[Start TASK INPUT]
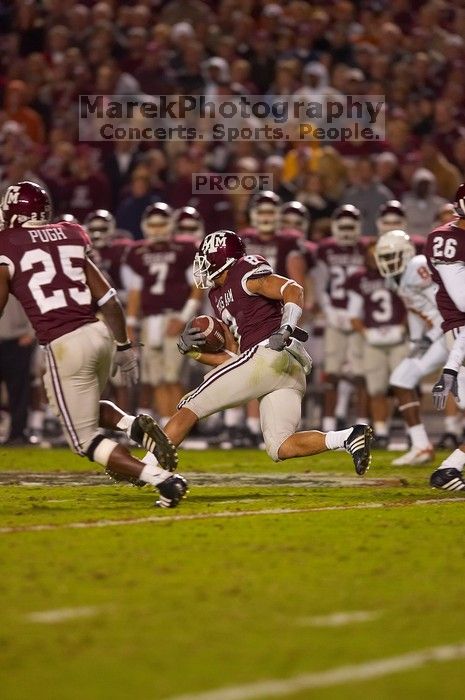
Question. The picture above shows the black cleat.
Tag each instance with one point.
(172, 491)
(148, 434)
(450, 479)
(358, 446)
(447, 441)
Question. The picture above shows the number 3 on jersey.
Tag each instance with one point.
(57, 299)
(160, 272)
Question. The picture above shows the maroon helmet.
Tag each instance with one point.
(346, 225)
(460, 201)
(264, 211)
(188, 220)
(217, 252)
(25, 205)
(295, 215)
(100, 225)
(157, 222)
(391, 216)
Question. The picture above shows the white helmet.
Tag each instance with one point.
(346, 225)
(157, 222)
(393, 252)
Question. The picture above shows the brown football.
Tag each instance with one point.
(212, 328)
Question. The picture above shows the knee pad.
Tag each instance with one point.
(100, 449)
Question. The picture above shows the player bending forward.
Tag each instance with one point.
(261, 310)
(45, 266)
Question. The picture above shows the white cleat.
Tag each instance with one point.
(416, 455)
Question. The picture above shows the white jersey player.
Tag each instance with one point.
(408, 274)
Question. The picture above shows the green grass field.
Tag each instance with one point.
(297, 580)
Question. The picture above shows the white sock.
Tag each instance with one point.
(452, 424)
(419, 437)
(125, 423)
(328, 423)
(344, 392)
(455, 460)
(335, 439)
(152, 473)
(381, 428)
(253, 425)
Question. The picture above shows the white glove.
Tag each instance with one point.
(126, 359)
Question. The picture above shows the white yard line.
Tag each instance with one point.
(53, 617)
(339, 619)
(335, 676)
(221, 514)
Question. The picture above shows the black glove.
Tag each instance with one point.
(280, 340)
(126, 359)
(446, 384)
(420, 346)
(190, 339)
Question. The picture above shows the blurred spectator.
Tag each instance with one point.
(214, 207)
(16, 346)
(17, 109)
(421, 203)
(311, 157)
(367, 194)
(129, 212)
(87, 188)
(118, 166)
(313, 195)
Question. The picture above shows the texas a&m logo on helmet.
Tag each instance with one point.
(25, 205)
(217, 252)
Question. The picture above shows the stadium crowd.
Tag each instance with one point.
(411, 51)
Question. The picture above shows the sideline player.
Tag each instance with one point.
(46, 267)
(339, 257)
(261, 310)
(162, 298)
(409, 276)
(445, 252)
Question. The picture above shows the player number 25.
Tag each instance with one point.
(57, 299)
(444, 248)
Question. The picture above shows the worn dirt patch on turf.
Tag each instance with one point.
(314, 480)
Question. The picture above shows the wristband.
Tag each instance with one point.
(106, 297)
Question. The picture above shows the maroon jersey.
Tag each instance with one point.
(164, 270)
(251, 318)
(275, 250)
(381, 306)
(445, 245)
(110, 258)
(341, 261)
(47, 276)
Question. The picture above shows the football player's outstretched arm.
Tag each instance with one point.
(4, 286)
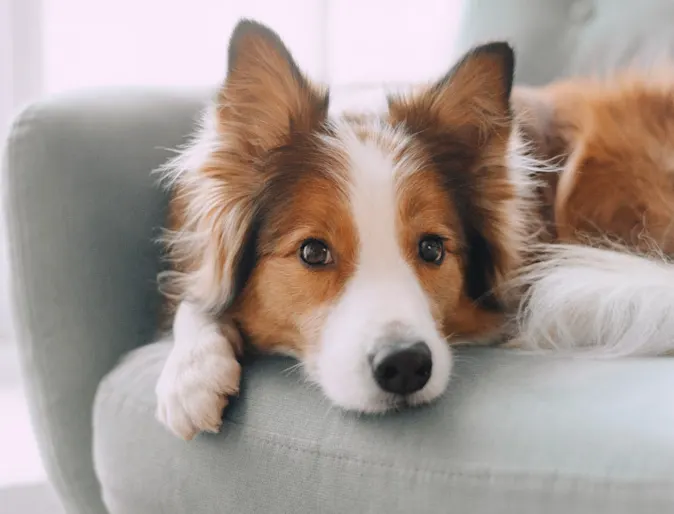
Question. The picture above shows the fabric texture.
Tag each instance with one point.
(514, 433)
(560, 38)
(82, 210)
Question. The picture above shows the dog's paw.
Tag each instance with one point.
(194, 387)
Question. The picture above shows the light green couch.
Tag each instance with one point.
(514, 434)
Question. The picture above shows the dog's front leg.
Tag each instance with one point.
(200, 373)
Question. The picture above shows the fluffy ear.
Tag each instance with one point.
(265, 97)
(264, 102)
(472, 99)
(465, 122)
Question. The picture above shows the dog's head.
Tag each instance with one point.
(359, 244)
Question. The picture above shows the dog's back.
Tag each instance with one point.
(613, 194)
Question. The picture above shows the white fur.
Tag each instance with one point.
(200, 373)
(383, 300)
(597, 302)
(206, 214)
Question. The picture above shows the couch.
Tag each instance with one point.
(514, 434)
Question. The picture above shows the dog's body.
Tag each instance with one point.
(606, 290)
(366, 245)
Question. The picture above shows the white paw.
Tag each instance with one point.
(195, 384)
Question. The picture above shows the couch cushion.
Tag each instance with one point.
(514, 434)
(557, 38)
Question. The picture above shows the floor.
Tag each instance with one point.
(23, 483)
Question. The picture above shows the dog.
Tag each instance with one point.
(603, 288)
(364, 245)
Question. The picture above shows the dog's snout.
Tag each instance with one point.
(402, 368)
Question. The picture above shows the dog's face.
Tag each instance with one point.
(361, 245)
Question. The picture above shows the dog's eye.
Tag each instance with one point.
(432, 249)
(315, 253)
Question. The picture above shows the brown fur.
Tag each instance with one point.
(272, 184)
(613, 140)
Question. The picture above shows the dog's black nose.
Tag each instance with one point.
(402, 368)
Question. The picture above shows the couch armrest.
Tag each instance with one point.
(82, 210)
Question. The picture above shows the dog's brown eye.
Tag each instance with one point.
(315, 253)
(432, 249)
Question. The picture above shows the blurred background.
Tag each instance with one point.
(54, 47)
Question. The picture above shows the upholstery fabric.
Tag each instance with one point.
(82, 210)
(514, 434)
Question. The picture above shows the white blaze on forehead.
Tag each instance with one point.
(378, 163)
(383, 301)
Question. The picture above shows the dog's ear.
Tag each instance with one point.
(265, 98)
(264, 102)
(465, 122)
[End TASK INPUT]
Starting at the line that contains "Question. The picture above shows the floor.", print every line through the end of the listing, word for word. Leave out all the rest.

Question. The picture above shows the floor.
Tag each instance with one point.
(23, 483)
Question. The picture above shows the dog.
Tag each instance with one point.
(603, 288)
(364, 245)
Question. The picture above shows the dog's snout.
Tag each instance with one point.
(402, 368)
Question. The picture above shows the dog's face.
Tag each instance with one point.
(361, 245)
Question. The picture above shows the dog's eye.
Tag each instance with one point.
(432, 249)
(315, 253)
Question. The picture above shows the brown fur.
Tag each instance with one point.
(272, 184)
(613, 140)
Question. The picture above shows the dog's black nose.
Tag each instance with one point.
(402, 368)
Question. The picture above shows the couch armrest.
Tag each instance with one point.
(82, 210)
Question. The picture above shows the dog's brown eye.
Tag each instance with one point.
(315, 253)
(432, 249)
Question. The picture above shows the blurred background.
Tag each instance with one point.
(54, 47)
Question. The picture above shows the upholstery fabric.
Tag each instance with one point.
(82, 210)
(514, 434)
Question. The picture above shows the white blaze on forehead.
Tag each instance with one point.
(378, 163)
(383, 301)
Question. The picture above shows the dog's ear.
Tag each instance with one point.
(265, 98)
(264, 102)
(465, 122)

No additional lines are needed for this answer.